* TRY IT: Please write every entry out again, exactly as it reads below.

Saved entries
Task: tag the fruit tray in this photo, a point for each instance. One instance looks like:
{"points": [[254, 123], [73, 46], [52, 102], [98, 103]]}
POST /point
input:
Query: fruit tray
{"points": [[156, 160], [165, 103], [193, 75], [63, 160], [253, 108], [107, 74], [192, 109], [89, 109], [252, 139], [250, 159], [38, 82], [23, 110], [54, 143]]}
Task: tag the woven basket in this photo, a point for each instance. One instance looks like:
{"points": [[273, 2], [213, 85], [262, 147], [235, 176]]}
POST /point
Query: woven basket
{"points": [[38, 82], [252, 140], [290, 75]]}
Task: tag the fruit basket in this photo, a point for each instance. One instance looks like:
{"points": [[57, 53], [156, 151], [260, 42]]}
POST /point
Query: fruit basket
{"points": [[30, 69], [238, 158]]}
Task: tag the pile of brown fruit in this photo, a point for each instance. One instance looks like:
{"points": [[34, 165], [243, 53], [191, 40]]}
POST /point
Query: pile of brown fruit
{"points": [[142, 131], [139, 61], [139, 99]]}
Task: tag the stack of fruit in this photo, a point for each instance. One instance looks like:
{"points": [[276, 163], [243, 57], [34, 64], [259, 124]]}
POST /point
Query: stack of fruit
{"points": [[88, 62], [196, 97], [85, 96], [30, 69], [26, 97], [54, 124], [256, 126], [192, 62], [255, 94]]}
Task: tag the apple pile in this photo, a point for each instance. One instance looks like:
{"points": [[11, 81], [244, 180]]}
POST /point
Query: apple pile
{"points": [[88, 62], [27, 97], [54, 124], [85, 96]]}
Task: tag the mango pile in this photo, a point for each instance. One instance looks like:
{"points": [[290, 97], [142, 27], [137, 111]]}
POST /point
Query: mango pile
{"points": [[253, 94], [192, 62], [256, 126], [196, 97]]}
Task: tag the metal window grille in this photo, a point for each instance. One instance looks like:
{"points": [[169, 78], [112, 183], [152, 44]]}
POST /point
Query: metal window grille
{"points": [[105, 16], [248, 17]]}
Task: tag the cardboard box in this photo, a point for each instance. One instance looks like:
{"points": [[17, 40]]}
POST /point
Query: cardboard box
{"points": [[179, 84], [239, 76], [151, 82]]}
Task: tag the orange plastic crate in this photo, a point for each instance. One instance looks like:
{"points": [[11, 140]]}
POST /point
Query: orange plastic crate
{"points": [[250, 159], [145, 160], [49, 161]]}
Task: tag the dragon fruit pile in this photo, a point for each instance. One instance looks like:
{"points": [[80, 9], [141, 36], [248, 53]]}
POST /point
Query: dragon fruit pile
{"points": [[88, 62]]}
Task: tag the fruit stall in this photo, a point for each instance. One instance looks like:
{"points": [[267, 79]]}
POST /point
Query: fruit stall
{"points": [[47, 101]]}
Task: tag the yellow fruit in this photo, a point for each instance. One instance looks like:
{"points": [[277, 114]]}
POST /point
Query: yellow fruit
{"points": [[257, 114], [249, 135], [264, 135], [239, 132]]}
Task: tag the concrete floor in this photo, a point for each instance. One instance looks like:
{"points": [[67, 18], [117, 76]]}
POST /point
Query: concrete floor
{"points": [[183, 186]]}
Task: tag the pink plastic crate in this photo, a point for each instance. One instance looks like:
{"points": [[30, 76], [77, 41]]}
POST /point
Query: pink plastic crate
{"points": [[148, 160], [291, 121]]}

* SOLUTION TO THE PROBLEM:
Task: tag the fruit tray in this photo, a point for each instance. One instance looks like:
{"points": [[254, 123], [73, 46], [52, 102], [98, 103]]}
POST /point
input:
Query: fruit tray
{"points": [[156, 160], [165, 103], [193, 75], [63, 160], [253, 108], [107, 74], [192, 109], [89, 109], [252, 139], [250, 159], [38, 82], [23, 110], [54, 143]]}
Task: tag the woven basket in this photo, a point for each instance. One instance looks like:
{"points": [[273, 2], [213, 85], [262, 147], [235, 176]]}
POST /point
Query: woven basket
{"points": [[38, 82], [252, 140], [290, 75]]}
Task: tag the fruit basket in this photo, a point for each instance. One instance looks like:
{"points": [[57, 53], [156, 151], [260, 42]]}
POST /point
Query: fruit basket
{"points": [[30, 69], [238, 158]]}
Task: tag the pile of brown fruit in this photo, a point for each instance. One instance looks like:
{"points": [[34, 165], [243, 53], [191, 40]]}
POST /point
Query: pile of brown fruit
{"points": [[142, 131], [139, 61], [139, 99]]}
Task: tag the stack of fruit in this photo, a point for each instance. One instance looks like:
{"points": [[276, 163], [243, 57], [34, 64], [259, 124]]}
POST /point
Query: stack of fruit
{"points": [[88, 62], [196, 97], [85, 96], [30, 69], [26, 97], [54, 124], [256, 126], [192, 62], [255, 94]]}
Task: tag the apple pile in this photo, a point for each instance. One instance looks like:
{"points": [[11, 81], [244, 180]]}
POST /point
Query: apple pile
{"points": [[88, 62], [27, 97], [54, 124], [85, 96]]}
Task: tag the mango pile in this photo, a point for each instance. One instance looks like:
{"points": [[290, 97], [142, 27], [137, 111]]}
POST /point
Query: mango pile
{"points": [[253, 94], [192, 62], [256, 126], [196, 97]]}
Task: tag the metal window grille in this photo, a point for each instance. One instance looks like:
{"points": [[169, 78], [112, 183], [152, 44]]}
POST /point
Query: metal window grille
{"points": [[105, 16], [248, 17]]}
Task: tag the cardboard box in this photo, a point for each instance. One instance looks like:
{"points": [[17, 40]]}
POST /point
Query: cardboard box
{"points": [[179, 84], [239, 76], [151, 82]]}
Task: tag the orange plastic crate in this photo, a point for each instance. One instance looks like:
{"points": [[11, 140]]}
POST /point
Query: orange plastic crate
{"points": [[250, 159], [145, 160], [49, 161]]}
Task: tag the dragon fruit pile in this photo, a point for each instance. One instance looks like:
{"points": [[80, 9], [141, 36], [248, 53]]}
POST /point
Query: dragon fruit pile
{"points": [[88, 62]]}
Task: tag the fruit stall in this photo, a point for each instance. One instance looks like:
{"points": [[267, 79]]}
POST /point
Query: fruit stall
{"points": [[47, 101]]}
Task: tag the yellow fruit in this photo, a point for each instance. One instance looks like:
{"points": [[277, 114]]}
POST /point
Query: yellow fruit
{"points": [[257, 114], [249, 135], [264, 135], [239, 132]]}
Task: tag the concrete floor in this photo, a point for each instance. One instance looks like:
{"points": [[67, 18], [117, 76]]}
POST /point
Query: concrete floor
{"points": [[183, 186]]}
Task: tag the pink plastic crate in this photo, a point for each instance. One instance looks like:
{"points": [[30, 76], [77, 41]]}
POST /point
Query: pink plastic crate
{"points": [[148, 160], [291, 121]]}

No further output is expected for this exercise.